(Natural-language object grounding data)
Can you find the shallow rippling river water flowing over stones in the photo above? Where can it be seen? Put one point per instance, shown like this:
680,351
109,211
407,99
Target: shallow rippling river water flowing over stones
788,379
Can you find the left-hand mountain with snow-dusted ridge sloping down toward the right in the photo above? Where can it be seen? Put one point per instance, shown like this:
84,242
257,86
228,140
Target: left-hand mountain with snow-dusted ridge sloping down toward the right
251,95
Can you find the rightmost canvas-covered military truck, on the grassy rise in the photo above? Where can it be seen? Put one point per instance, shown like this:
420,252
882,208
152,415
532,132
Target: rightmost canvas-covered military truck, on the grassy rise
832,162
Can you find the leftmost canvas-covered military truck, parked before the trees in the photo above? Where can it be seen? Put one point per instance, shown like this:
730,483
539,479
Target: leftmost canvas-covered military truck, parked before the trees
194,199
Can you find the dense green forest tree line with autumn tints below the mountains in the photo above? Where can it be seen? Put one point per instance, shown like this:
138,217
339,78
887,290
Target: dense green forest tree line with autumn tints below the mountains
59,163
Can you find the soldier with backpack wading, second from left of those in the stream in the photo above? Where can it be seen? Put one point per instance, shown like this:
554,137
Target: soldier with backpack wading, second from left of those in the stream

## Problem details
The answer is a number only: how many lines of the data above include "backpack"?

## Response
2